Items stored from a collection:
________________________________________

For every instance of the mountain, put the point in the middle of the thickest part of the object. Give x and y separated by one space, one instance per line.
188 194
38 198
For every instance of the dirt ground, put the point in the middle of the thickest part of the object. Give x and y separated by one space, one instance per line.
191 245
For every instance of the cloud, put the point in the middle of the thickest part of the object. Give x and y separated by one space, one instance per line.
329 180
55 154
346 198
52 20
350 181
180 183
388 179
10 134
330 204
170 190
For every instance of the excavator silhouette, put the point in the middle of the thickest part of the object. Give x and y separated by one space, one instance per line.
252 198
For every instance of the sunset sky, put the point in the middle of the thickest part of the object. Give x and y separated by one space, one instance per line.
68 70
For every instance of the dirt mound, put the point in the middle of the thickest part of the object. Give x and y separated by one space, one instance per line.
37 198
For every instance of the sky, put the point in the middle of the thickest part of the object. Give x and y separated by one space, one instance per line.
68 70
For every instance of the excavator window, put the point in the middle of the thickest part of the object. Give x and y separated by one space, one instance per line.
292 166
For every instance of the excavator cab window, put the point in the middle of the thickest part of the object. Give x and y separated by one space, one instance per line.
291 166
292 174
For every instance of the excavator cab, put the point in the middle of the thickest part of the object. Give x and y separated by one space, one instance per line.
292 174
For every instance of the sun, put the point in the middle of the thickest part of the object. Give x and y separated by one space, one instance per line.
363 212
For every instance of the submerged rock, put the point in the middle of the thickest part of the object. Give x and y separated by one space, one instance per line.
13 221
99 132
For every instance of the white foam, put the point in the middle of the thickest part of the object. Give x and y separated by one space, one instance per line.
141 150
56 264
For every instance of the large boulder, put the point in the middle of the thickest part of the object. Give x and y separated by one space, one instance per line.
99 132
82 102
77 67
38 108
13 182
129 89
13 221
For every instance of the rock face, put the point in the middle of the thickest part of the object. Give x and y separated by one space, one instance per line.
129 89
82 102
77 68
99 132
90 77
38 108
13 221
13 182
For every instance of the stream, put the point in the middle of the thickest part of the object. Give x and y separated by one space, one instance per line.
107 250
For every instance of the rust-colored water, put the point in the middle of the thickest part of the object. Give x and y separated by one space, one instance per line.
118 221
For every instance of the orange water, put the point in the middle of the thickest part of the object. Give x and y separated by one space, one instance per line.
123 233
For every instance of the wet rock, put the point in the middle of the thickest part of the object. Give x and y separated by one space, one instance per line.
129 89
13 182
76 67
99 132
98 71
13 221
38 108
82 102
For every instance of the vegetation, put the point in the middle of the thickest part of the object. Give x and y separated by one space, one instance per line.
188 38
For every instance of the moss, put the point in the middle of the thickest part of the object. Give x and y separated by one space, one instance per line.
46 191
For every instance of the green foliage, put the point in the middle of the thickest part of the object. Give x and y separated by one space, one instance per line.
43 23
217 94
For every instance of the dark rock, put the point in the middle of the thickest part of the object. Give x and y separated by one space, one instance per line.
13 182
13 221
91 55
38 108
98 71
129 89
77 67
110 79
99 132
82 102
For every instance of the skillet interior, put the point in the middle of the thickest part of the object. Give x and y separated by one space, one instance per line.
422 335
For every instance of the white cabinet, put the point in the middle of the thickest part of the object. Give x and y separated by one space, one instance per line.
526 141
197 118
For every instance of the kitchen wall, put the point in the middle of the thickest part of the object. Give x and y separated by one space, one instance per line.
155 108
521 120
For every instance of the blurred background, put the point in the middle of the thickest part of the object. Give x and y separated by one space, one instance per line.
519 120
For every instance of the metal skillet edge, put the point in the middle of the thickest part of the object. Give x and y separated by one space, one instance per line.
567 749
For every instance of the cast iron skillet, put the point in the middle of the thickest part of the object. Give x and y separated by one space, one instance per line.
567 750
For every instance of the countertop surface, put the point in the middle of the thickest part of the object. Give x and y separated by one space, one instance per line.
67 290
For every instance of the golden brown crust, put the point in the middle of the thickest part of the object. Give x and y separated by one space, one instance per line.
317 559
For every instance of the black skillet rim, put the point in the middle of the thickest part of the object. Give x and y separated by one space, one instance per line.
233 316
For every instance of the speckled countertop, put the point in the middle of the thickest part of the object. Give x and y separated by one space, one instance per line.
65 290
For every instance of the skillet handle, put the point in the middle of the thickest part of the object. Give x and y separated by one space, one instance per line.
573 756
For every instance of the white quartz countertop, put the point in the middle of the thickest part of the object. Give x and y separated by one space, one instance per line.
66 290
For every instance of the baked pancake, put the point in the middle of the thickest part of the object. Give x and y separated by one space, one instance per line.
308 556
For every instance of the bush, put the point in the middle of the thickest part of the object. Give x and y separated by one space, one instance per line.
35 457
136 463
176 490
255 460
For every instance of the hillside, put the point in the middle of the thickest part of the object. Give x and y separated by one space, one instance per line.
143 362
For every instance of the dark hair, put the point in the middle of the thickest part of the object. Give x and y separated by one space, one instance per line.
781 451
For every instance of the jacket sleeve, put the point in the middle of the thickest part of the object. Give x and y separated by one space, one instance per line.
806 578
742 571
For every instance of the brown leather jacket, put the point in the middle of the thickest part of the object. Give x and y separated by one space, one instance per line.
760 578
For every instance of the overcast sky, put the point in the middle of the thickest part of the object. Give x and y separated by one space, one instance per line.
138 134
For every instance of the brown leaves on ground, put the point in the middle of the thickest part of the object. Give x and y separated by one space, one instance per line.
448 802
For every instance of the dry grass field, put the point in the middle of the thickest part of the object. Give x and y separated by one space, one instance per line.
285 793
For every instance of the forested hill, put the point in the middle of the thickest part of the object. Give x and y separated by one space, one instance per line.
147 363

________________________________________

[Task prompt]
Copy every line of the material, starting at the line that contains "For every instance of the brown leaves" and ending at the last line of the material. Multiply each x and y coordinate in the answers by 0.9 and round to whole numbers, with halves rounded up; leave all other wording unchanged.

[Solution to this task]
For every instance of the brown leaves on ground, put the point in the middle of the thickest part of the object. Give x and y separated by one space, one instance per line.
403 722
For every instance of the dry grass field, put the point in the middle of the thickest part of the object. Give x and y separated by one space, one instance per line.
257 714
For every instance of the forested hill, put the point in the middle of the thickest part of the object. Give x and y separated by one space, one instance per line.
132 327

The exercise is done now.